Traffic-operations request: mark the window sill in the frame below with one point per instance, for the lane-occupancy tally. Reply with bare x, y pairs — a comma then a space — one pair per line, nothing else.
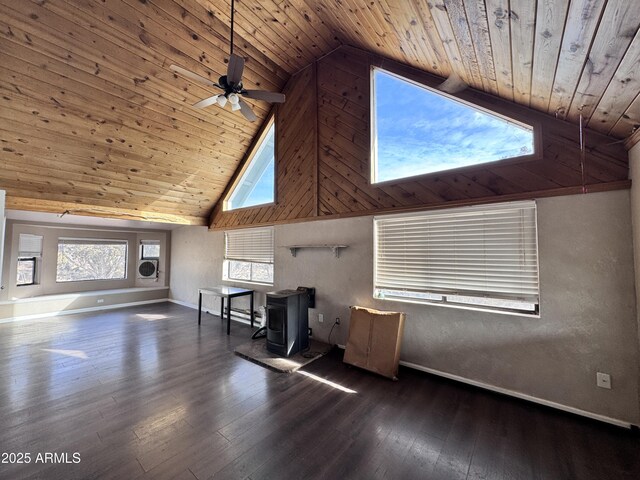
81, 294
461, 307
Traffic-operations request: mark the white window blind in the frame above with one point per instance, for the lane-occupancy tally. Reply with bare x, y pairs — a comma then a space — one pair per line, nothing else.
469, 255
250, 245
29, 246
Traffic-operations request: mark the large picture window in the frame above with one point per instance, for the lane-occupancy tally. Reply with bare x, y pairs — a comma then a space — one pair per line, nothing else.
256, 185
91, 259
416, 130
249, 255
482, 256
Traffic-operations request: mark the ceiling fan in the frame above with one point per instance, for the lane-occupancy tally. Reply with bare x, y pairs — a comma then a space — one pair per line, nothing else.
231, 85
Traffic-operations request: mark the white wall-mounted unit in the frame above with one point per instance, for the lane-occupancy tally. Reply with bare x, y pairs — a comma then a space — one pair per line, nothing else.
148, 269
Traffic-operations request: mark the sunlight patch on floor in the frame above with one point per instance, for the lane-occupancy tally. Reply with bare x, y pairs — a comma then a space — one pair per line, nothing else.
326, 382
68, 353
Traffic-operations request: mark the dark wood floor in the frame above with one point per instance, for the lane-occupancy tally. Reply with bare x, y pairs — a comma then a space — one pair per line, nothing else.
145, 393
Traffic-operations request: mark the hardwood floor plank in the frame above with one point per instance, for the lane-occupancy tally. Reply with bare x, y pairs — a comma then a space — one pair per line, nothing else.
144, 393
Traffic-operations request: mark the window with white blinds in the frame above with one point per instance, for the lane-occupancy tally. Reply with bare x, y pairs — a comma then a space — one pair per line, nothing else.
249, 255
29, 246
485, 256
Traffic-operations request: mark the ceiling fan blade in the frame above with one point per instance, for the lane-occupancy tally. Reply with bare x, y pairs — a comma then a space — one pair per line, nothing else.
271, 97
235, 69
193, 76
245, 109
206, 102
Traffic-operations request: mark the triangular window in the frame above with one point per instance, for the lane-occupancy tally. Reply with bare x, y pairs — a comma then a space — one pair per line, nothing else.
256, 183
417, 131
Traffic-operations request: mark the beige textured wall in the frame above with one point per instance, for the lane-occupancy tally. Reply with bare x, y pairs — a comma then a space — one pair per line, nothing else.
634, 175
588, 305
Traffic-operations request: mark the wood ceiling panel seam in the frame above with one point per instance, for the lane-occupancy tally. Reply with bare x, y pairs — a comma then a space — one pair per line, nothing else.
201, 50
445, 31
107, 186
551, 19
70, 192
260, 34
456, 10
285, 17
342, 23
121, 15
433, 42
25, 118
500, 38
22, 203
137, 122
373, 21
112, 156
162, 74
128, 176
223, 32
621, 91
629, 122
619, 25
90, 70
111, 133
316, 24
522, 24
582, 22
477, 23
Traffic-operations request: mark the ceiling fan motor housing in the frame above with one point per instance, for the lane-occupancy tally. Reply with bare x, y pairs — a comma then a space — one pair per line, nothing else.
229, 88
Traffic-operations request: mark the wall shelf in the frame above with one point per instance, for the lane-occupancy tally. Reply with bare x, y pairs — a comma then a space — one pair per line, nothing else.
334, 248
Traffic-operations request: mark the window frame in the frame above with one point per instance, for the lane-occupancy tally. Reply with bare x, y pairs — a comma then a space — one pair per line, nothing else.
34, 262
149, 243
443, 291
465, 98
252, 151
226, 266
89, 241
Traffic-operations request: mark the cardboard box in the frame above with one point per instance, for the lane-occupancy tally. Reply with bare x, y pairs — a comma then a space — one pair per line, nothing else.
374, 340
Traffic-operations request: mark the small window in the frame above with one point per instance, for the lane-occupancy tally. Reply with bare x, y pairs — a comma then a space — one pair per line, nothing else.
149, 249
26, 271
416, 131
249, 255
484, 257
91, 259
256, 185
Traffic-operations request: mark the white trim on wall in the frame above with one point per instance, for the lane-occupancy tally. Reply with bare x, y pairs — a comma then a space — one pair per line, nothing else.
523, 396
81, 310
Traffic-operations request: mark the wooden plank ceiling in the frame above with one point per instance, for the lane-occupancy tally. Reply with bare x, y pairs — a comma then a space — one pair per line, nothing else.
93, 121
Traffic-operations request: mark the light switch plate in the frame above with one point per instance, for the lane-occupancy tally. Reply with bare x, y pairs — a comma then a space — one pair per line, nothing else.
603, 380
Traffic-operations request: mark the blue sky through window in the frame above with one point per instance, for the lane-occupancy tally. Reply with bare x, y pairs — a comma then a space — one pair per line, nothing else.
419, 131
256, 187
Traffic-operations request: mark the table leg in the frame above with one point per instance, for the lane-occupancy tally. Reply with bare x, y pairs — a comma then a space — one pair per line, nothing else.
251, 309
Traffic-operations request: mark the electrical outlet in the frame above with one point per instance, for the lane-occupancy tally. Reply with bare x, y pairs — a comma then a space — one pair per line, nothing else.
603, 380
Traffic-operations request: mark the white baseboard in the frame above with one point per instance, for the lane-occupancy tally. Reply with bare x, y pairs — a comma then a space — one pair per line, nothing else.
81, 310
235, 318
523, 396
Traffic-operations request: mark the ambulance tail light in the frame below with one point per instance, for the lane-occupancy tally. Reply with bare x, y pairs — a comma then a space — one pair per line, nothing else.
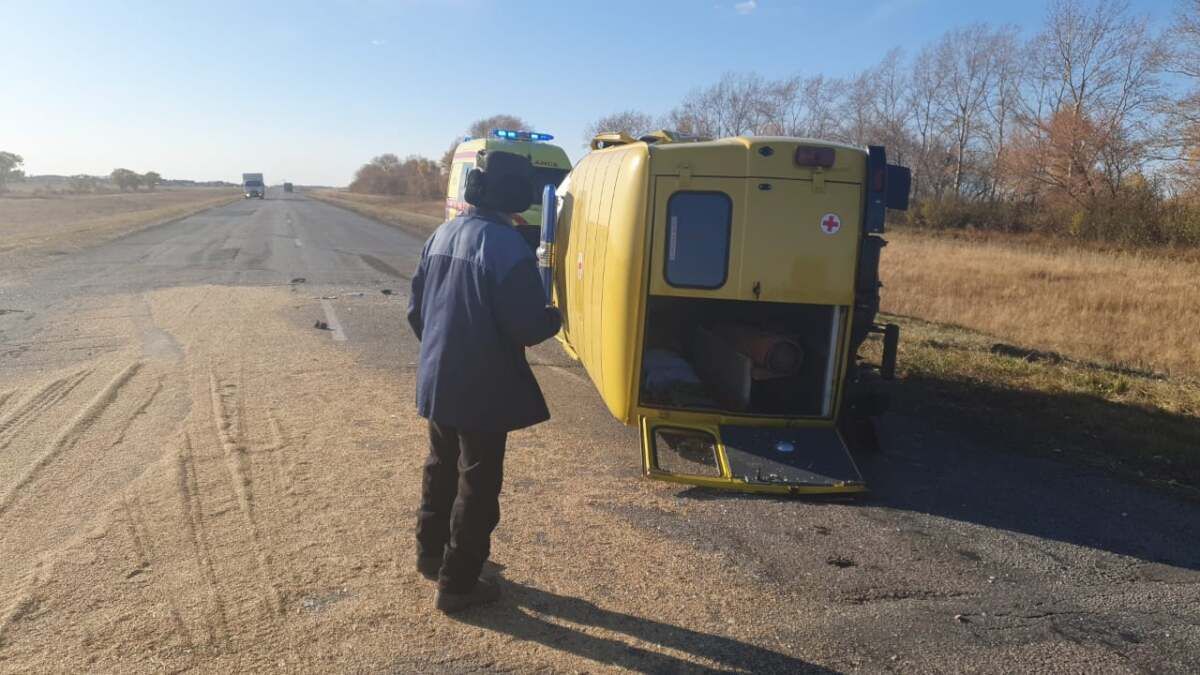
815, 156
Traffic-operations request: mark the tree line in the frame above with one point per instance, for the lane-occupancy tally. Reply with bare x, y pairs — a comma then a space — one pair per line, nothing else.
1089, 127
124, 179
420, 177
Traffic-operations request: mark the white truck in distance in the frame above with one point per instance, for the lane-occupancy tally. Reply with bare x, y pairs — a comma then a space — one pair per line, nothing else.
252, 185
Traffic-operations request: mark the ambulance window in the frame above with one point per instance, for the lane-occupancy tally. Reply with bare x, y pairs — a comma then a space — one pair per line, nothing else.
462, 179
699, 239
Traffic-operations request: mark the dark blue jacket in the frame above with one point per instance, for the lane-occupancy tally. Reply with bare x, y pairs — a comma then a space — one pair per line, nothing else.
477, 304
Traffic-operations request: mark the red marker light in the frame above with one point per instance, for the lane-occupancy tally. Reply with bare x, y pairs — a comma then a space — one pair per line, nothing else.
814, 156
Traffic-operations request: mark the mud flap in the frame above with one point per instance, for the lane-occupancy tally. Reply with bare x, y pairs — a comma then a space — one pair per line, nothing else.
754, 459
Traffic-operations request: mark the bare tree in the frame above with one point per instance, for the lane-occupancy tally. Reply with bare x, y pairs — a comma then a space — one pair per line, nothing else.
634, 123
1181, 137
10, 168
731, 107
485, 126
965, 57
125, 179
1095, 77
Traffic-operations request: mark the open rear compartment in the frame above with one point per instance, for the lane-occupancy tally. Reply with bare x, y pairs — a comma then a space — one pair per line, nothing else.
738, 357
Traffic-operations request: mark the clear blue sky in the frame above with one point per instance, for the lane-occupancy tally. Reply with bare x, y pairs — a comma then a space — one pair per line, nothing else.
307, 91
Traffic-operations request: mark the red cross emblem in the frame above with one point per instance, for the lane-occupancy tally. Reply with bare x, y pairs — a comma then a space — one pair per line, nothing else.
831, 223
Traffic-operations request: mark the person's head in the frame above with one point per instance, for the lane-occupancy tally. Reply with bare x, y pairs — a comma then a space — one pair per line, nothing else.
501, 181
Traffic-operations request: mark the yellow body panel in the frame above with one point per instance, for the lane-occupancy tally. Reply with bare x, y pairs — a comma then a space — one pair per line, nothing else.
540, 154
599, 261
610, 261
609, 256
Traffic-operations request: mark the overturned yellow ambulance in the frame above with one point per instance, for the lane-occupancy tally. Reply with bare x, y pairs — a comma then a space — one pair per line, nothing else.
717, 293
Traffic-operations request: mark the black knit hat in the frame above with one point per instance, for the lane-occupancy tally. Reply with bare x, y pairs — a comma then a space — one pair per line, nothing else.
502, 181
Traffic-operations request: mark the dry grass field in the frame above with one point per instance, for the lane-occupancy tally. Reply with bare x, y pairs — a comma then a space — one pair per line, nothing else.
41, 225
1138, 310
1048, 350
417, 216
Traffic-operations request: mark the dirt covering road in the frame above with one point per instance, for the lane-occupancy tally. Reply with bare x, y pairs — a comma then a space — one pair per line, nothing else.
192, 477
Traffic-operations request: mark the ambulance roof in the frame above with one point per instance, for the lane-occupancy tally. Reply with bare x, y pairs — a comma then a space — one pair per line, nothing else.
539, 153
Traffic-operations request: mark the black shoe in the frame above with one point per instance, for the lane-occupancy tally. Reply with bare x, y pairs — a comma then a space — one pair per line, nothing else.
485, 591
429, 566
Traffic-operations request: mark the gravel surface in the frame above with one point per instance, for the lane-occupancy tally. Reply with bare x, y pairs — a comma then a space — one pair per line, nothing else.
192, 476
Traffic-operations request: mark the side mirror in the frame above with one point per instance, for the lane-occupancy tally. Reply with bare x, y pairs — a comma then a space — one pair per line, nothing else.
899, 184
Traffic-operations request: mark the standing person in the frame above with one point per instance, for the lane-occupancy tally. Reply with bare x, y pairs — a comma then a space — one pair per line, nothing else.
477, 304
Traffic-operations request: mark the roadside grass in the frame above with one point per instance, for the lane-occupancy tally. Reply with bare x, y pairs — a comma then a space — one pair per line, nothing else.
420, 217
60, 223
1137, 424
1134, 309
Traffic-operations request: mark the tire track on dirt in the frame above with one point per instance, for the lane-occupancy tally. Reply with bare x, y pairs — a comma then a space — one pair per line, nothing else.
187, 483
37, 402
70, 434
228, 412
143, 548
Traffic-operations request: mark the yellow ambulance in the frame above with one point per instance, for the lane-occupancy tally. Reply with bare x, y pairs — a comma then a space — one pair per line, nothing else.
550, 166
717, 293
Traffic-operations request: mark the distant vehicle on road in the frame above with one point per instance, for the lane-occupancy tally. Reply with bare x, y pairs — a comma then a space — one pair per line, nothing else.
252, 185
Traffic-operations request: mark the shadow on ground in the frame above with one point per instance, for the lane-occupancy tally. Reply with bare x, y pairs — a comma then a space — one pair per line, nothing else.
1061, 467
538, 616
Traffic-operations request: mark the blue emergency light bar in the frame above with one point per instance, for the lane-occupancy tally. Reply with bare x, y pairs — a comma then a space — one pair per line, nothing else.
509, 135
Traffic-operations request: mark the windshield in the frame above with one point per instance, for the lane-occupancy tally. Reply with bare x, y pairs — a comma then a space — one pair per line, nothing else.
544, 177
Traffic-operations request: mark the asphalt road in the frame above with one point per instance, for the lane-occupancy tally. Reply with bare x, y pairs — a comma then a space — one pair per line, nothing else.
961, 557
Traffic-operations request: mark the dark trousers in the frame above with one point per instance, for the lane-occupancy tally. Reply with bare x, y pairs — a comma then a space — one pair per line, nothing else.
460, 502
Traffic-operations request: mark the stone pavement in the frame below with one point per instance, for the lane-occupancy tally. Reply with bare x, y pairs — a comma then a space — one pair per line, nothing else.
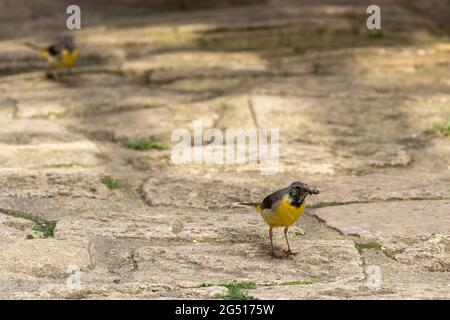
355, 108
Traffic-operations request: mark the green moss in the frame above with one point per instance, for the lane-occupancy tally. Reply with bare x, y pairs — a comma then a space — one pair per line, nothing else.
367, 245
441, 129
63, 165
296, 283
19, 214
143, 144
110, 183
47, 229
235, 293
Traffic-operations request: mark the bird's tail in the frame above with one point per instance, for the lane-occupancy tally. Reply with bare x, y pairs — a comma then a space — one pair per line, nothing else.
249, 204
32, 45
256, 205
42, 51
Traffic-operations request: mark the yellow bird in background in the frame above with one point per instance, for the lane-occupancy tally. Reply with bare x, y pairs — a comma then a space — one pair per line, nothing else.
283, 207
62, 54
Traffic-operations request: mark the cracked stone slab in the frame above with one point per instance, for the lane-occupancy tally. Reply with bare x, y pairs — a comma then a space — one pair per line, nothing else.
43, 257
431, 252
16, 184
25, 131
389, 219
193, 264
82, 153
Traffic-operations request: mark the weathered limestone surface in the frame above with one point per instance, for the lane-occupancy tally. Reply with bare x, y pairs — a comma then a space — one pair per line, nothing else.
355, 108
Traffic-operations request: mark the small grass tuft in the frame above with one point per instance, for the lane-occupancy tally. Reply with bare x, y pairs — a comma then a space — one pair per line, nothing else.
143, 144
367, 245
441, 129
235, 293
110, 183
328, 204
47, 229
296, 283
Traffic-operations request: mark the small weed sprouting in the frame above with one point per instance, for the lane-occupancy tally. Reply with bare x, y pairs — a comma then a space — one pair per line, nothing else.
110, 183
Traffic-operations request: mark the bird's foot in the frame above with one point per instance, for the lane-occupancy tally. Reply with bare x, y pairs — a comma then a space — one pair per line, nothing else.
274, 256
289, 253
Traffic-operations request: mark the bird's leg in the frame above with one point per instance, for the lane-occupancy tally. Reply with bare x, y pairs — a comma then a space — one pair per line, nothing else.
271, 242
287, 241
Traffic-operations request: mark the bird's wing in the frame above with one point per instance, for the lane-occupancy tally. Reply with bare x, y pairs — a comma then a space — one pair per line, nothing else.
273, 198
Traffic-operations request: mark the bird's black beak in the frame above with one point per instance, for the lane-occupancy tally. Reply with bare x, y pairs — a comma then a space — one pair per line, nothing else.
313, 190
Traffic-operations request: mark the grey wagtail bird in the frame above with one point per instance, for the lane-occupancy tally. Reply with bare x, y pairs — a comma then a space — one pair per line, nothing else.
283, 207
61, 54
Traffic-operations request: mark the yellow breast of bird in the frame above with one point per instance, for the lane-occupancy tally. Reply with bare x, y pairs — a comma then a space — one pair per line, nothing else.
283, 213
66, 60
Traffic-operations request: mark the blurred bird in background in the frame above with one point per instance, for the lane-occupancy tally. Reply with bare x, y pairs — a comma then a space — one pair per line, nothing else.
63, 54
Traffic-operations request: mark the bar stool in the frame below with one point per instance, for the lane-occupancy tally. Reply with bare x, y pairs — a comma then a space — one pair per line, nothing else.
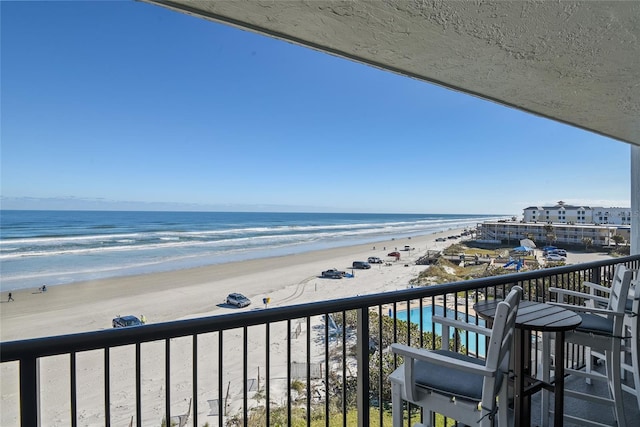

→ What to do:
Reproduce verbatim, and only, the lines starting at the one that contains "Traffic-operations request: mark the bird's foot" and ending with the final line of the records; leave out the pictures.

→ Output for this task:
Traffic-operations request: mark the bird's foot in the frame above with one point per instance, for the lane-occupancy tally. Reply with bare x, y pairs — a comma then a space — one pair per line, nothing else.
274, 256
289, 253
Traffic-operations request: mark the bird's leg in the frame above with one point per instance, for the lane-occupancy tally. Reply with bare x, y pairs — a comma then a space — one pair per line, nothing else.
271, 242
287, 241
Traffic-operations request: mark the bird's wing in the frame above with one point per instance, for the lane-occupancy tally. Reply with bare x, y pairs — a comma then a space — one pair per line, nothing else.
273, 198
Traffic-operations request: mark the bird's black beak in the frame above with one point per instance, for the lane-occupancy tally. Reply with bare x, y pairs — a comma then a space — one pair per line, nothing else.
313, 190
Traffic-operations request: mark the grey wagtail bird in the frame above with one point per instance, for the lane-occupancy tally. Reply with bare x, y pairs — a comma then a space — one pair per line, nothing else.
283, 207
61, 54
Traffic-operations request: mark the yellow breast of bird in the frame above with one point per instance, for the lane-occupancy tally. Reply with bare x, y pairs — a comma then a space — one pair per line, nothing else.
283, 213
66, 60
Traffic-operations request: mark the blurred bird in background in the frame above with one point per instance, for the lane-occupancy tally. Reply with bare x, y pairs — a comma then a space — one pair per line, nothing else.
63, 54
Traffic-operations request: mark the bar stool in the frame below with one point per instance, for the lane-occupancy tally. Reply with bare x, y pairs — a comma then a space — one pair per line, nothing else.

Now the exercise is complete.